Metin parçası>
....
Bir yanlış anlamayı da düzeltmek istediğini belirten Bakan Varank, şunları kaydetti:
“SAİK kararnamesinde yer alan bir maddeden hareketle, devletin istediği şirkete el koyabileceği gibi absürt yorumlar yapan bazı köşe yazarları çıktı. Böyle bir şey olabilir mi? Sanırım bu durum, hem kararnameyi dikkatli okumamak hem de son küresel eğilimleri iyi takip etmemekten kaynaklanıyor. Orada yazılan, ülke açısından stratejik öneme sahip şirketlerin ortaklık yapısında yabancılarla ilgili bir değişiklik olacaksa, devletin ihtiyaç duyması halinde buna dönük politikalar geliştirebilmesi için bir yetki tanımı. Bu batı ülkelerinde, Amerika’da, Almanya’da bu dönemde sıkça gündeme gelen uygulamaları olan bir husus. Dolayısıyla el koyma falan; garip, kötü niyetli yorumlar ve ekonominin işleyişine aykırı yorumlar. Bu haberler, hangi mantıkla yazılıyor, anlamak gerçekten mümkün değil.”
“2019 YILINDA AR-GE HARCAMALARININ MİLLİ GELİRDEKİ PAYI YÜZDE 1,06’YA YÜKSELDİ”
....
Görevler>
1. SAİK kararnamesi haberine göre Bakan Varank, bazı köşe yazarlarının yorumlarının nereden kaynaklandığını düşünüyor?
2. SAİK kararnamesi haberinde Bakan Varank'ın, el koyma iddiasıyla ilgili yorumları nitelemek için kullandığı bütün sıfatları sırala.
3. SAİK kararnamesi haberini kaldığı yerden devam ettir.
....
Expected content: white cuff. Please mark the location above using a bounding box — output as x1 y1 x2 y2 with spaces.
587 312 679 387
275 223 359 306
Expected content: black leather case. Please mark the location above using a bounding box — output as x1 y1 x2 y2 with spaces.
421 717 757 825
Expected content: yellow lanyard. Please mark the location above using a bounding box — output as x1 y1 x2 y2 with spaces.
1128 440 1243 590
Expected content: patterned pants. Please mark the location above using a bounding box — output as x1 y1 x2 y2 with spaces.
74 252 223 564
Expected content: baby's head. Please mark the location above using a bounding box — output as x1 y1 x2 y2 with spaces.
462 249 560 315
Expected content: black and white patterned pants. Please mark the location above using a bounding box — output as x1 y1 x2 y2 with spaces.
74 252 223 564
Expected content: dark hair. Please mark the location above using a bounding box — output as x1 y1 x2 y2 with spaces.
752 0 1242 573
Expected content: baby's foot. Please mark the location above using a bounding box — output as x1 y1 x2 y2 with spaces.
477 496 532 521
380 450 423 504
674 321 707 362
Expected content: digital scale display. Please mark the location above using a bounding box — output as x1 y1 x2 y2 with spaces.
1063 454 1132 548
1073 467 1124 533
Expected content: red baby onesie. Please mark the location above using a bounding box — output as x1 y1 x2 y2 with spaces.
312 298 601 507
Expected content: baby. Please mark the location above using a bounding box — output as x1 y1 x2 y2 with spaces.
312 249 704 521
....
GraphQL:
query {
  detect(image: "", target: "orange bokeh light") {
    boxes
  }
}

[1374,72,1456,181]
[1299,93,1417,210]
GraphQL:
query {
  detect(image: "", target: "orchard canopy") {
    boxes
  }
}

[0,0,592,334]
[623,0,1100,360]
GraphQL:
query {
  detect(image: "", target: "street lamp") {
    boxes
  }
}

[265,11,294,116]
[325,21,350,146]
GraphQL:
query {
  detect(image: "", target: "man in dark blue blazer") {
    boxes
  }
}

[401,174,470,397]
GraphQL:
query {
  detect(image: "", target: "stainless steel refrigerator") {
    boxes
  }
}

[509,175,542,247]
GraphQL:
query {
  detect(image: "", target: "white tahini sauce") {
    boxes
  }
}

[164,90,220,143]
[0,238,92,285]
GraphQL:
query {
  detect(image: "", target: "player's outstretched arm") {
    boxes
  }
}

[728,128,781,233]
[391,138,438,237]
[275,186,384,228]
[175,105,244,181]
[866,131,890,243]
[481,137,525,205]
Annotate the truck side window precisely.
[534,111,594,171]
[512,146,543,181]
....
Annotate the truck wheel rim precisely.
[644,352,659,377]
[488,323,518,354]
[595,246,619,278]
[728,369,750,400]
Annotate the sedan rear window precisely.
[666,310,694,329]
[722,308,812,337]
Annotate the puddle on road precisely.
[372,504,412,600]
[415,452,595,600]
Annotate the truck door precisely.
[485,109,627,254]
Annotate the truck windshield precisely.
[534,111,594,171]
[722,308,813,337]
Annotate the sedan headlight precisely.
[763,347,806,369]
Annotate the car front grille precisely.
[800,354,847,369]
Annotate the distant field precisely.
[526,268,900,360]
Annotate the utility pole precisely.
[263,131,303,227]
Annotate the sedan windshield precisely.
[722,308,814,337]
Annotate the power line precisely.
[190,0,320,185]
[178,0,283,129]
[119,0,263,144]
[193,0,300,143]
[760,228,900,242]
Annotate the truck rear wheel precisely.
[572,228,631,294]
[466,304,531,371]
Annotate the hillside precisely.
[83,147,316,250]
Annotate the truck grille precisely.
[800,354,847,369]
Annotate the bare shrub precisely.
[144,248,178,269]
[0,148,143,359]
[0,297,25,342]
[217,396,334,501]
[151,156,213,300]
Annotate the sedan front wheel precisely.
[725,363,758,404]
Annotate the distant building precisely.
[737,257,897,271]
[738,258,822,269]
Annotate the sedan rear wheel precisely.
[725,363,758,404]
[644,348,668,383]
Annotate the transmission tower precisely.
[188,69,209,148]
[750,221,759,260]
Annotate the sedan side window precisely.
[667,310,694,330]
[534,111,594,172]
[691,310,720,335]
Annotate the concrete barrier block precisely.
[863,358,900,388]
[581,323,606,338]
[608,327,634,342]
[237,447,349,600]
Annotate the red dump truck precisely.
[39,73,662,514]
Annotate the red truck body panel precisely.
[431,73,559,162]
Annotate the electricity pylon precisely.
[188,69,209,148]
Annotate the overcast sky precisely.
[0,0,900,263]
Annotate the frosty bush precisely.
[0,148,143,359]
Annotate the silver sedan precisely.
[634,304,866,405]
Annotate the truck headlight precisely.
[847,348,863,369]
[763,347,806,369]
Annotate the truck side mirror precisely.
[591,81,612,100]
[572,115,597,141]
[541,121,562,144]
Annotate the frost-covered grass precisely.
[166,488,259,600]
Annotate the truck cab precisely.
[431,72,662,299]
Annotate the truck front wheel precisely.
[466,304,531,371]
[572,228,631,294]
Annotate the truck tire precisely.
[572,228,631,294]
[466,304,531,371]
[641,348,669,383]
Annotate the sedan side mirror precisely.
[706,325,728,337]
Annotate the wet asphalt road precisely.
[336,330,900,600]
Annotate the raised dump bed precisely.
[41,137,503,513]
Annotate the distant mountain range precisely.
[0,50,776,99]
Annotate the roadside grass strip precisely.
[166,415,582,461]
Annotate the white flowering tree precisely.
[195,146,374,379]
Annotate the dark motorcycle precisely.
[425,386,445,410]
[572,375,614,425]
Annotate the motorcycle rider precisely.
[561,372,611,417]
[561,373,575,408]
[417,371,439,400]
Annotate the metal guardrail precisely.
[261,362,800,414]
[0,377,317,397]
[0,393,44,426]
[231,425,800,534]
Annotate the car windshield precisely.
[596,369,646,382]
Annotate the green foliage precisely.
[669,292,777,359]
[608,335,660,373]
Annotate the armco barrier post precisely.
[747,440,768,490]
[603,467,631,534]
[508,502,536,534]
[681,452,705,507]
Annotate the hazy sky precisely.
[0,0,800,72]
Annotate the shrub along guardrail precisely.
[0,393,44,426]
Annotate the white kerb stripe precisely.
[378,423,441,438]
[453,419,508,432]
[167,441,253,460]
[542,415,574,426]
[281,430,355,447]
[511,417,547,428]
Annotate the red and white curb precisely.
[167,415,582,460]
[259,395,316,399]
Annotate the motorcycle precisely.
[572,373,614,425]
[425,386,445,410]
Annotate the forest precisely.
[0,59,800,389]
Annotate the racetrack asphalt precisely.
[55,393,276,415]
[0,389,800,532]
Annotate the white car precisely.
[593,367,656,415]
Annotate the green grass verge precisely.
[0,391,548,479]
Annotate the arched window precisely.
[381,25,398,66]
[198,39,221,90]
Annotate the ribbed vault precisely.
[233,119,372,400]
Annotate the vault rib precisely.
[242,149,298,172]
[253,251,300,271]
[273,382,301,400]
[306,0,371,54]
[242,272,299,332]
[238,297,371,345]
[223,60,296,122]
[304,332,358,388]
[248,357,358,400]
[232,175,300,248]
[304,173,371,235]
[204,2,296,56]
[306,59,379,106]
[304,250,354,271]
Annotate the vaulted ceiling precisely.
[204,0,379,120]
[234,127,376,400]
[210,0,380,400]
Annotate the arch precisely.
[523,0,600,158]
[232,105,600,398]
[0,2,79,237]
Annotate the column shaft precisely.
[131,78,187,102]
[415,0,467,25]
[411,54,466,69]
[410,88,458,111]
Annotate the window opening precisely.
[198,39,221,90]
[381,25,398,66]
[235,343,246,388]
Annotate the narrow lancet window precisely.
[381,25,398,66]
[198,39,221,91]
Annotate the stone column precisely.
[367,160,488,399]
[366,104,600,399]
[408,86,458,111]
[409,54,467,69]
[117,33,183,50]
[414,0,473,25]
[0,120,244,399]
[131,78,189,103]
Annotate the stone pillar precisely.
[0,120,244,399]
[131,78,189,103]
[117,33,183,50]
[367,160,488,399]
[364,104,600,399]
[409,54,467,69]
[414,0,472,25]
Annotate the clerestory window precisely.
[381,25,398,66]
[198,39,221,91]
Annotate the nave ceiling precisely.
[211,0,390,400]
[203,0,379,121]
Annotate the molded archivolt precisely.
....
Cevaplar>
1. Kararnameyi dikkatli okumamaktan ve son küresel eğilimleri iyi takip etmemekten kaynaklandığını düşünüyor.

2. absürt, garip, kötü niyetli, ekonominin işleyişine aykırı

3.
2021 yılında Sanayi ve Teknoloji Bakanlığının çok daha güçlü olacağını belirten Bakan Varank, “Kalkınma planları ile uyumlu olacak şekilde, bütçemiz, geçen seneye göre yüzde 50 arttı. Organize Sanayi Bölgeleri ve Küçük Sanayi Siteleri için kullanacağımız bütçede, 5 katlık bir artış olacak. Ayrıca; yenilik ve inovasyon öncülüğündeki projeleri daha yoğun biçimde destekleyeceğiz. Biliyorsunuz bu sabah tam da bu konuda çok kritik bir veri açıklandı. 2019 yılında Ar-Ge harcamalarının milli gelirdeki payı yüzde 1,06’ya yükseldi. Bakın bu son 10 senenin rekoru. Alt detaylara da baktığımızda; özel sektörün hem Ar-Ge harcamalarının gem de Ar-Ge finansmanında oynadığı rolün arttığını görüyoruz. Bununla birlikte, bu alandaki insan kaynağımız da artıyor. Yani hem özel sektör inovasyona daha çok yöneliyor; Hem de bu alanda çalışan insan kaynağı artıyor. İşte Türkiye, bu eğilimin devam etmesiyle rekabet gücünü daha da artıracak Biz, Bakanlık olarak bu işin çok yakın takipçisiyiz” dedi.
“TÜBİTAK’IN AR-GE BÜTÇESİ DE 2021 YILINDA YÜZDE 100 ARTIYOR”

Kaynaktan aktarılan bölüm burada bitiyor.